*** MATERIAL TO PROCESS Section Begins ***

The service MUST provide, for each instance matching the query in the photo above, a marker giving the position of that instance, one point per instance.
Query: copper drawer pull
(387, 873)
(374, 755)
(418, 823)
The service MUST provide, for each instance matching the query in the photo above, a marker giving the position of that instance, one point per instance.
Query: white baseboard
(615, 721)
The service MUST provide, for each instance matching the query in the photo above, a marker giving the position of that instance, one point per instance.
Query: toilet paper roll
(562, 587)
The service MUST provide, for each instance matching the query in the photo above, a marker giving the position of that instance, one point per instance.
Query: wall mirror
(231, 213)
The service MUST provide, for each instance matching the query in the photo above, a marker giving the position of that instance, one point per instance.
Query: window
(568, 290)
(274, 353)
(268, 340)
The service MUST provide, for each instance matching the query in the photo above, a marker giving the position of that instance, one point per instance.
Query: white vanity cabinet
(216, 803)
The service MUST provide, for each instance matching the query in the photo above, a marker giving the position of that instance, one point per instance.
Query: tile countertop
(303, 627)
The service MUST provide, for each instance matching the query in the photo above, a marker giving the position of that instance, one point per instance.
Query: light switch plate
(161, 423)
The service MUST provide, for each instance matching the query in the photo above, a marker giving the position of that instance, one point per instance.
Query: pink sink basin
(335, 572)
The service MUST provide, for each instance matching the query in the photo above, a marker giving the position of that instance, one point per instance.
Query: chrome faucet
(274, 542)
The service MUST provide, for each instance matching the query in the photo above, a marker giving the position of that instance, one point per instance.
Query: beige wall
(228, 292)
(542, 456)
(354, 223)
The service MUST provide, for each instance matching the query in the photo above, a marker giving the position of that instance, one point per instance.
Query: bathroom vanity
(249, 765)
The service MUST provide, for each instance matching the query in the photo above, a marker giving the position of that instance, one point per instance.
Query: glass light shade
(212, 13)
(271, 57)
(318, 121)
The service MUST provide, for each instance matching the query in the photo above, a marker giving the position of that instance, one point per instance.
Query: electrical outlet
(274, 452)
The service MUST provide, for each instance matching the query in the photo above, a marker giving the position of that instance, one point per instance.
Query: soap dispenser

*** MATERIAL TO PROCESS Section Ends ***

[EXERCISE] Reproduce the listing above character for character.

[TASK RESULT]
The service MUST provide, for each instance matching the query in the photo above, a marker giving the position of that instance, one point per instance.
Query: copper drawer pull
(387, 873)
(374, 755)
(418, 823)
The service MUST provide, for each instance matching the query in the photo above, a marker giving the position of that instance, one point per instance.
Query: white baseboard
(615, 721)
The service MUST provide, for each instance matching the query in the photo above, a marker giving the position of that instance, one point per instance.
Query: toilet paper roll
(562, 587)
The service MUST provide, for each instance matching the query in the photo above, a marker giving the position of that instance, one point per instance.
Query: wall mirror
(231, 213)
The service MUST provide, for each instance matching the query in the photo above, a marker giving the position of that instance, one point per instance.
Query: window
(568, 290)
(274, 353)
(268, 340)
The service MUST provide, for each instance matching the query in the photo above, a marker giving the position of that instance, one point per instance.
Query: white vanity cabinet
(216, 803)
The service MUST provide, for each instance matching the query in the photo above, a marker giving the position of that instance, one point per instance.
Query: tile countertop
(303, 627)
The service MUST provide, for each instance matching the query in the photo above, a marker giving the position of that instance, one point per instance.
Query: light switch plate
(161, 423)
The service MUST provide, for each instance matching the query in the photo above, a marker giving the position of that instance, one point per instance.
Query: pink sink basin
(335, 572)
The service MUST provide, for each instance matching the query in the photo above, a marker giving the position of that instance, one point per instance.
Query: chrome faucet
(274, 542)
The service MUST provide, for each instance matching the query in the photo above, a marker giving the position of that instance, one point per instance.
Query: beige wall
(228, 292)
(542, 456)
(354, 223)
The service MUST provide, for each instance matching the query in the photo above, a marker giving the position of that instance, one point per instance.
Query: bathroom vanity
(249, 765)
The service MUST provide, for each instance matching the query in the photo above, a marker giving the position of that instance, one point per instance.
Query: glass light shade
(212, 13)
(271, 57)
(318, 121)
The service MUST provide, for each instance matching the query in the photo above, a marker giving the position of that instance, one point per instance.
Query: electrical outlet
(274, 452)
The service MUST provide, for each instance matching the query in the photo above, a marker giving the position of that instance, one point per instance.
Query: soap dispenser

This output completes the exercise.